Please tally how many lines of the material below include the word "stamen", giving only the number.

• **DATA EXTRACTS**
================

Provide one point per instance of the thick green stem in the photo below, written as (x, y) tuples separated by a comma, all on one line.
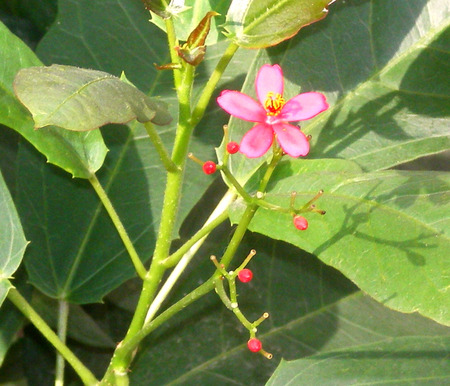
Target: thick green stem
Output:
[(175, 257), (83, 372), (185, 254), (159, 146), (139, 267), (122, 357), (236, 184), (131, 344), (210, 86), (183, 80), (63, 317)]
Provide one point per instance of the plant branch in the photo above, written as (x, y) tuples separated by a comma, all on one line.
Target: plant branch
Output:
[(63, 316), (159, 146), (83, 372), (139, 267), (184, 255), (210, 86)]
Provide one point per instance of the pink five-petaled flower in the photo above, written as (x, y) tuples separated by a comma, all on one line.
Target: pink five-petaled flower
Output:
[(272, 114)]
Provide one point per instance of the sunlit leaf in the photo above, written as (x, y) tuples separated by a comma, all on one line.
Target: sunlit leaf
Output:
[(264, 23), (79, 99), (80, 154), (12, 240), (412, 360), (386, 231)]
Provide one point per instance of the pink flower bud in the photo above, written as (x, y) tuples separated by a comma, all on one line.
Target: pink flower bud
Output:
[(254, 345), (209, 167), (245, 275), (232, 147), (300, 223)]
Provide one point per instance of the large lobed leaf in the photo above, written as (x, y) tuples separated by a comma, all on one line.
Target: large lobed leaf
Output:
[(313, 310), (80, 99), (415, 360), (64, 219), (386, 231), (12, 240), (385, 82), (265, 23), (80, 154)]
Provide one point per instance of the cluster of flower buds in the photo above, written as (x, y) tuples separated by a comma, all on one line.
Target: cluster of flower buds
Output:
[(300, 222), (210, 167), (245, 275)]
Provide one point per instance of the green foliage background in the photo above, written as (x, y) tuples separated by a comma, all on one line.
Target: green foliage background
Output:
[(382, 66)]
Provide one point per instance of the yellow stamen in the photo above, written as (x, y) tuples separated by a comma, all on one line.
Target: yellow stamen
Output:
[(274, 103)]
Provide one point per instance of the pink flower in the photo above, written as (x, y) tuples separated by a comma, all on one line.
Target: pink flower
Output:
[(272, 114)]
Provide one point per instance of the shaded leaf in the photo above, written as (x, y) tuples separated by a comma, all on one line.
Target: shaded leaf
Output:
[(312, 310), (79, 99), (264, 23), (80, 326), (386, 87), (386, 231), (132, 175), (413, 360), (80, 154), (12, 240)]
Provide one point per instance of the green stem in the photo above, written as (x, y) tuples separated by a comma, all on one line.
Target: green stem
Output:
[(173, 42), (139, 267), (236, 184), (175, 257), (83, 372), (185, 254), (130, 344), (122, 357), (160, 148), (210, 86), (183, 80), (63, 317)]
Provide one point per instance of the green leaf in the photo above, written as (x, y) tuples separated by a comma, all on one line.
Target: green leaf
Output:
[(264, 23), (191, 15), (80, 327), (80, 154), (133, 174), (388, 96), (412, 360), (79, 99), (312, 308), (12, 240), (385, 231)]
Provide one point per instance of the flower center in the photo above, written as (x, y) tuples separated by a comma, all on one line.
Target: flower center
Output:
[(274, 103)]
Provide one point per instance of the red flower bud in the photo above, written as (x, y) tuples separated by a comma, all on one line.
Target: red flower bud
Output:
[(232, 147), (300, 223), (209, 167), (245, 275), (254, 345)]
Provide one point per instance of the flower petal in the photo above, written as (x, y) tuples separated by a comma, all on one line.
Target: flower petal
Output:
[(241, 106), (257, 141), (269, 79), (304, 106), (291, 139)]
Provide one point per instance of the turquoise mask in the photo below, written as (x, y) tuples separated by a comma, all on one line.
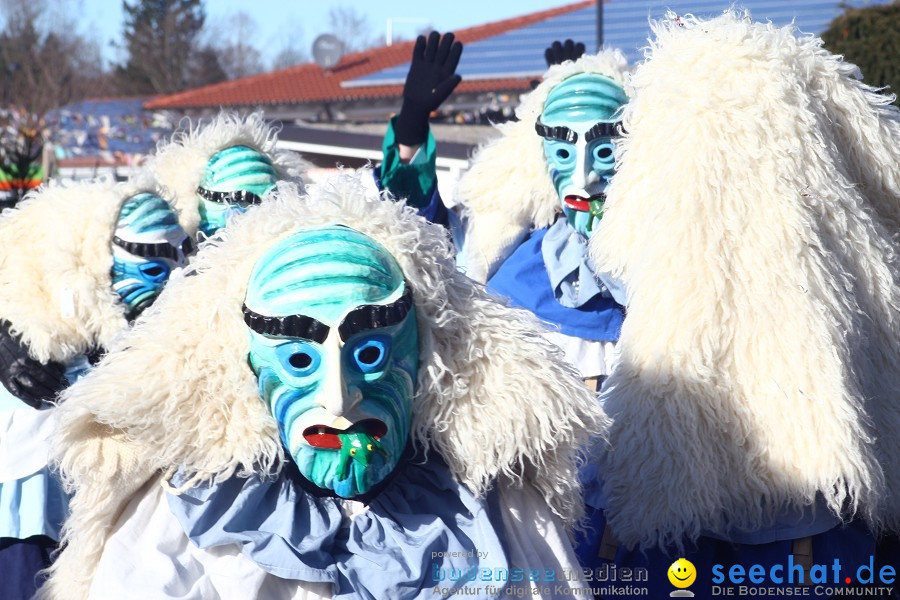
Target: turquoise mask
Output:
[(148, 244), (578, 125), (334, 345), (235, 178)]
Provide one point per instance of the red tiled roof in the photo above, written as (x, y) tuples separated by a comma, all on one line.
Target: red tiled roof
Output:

================

• **RESULT OF THIS EXERCISE**
2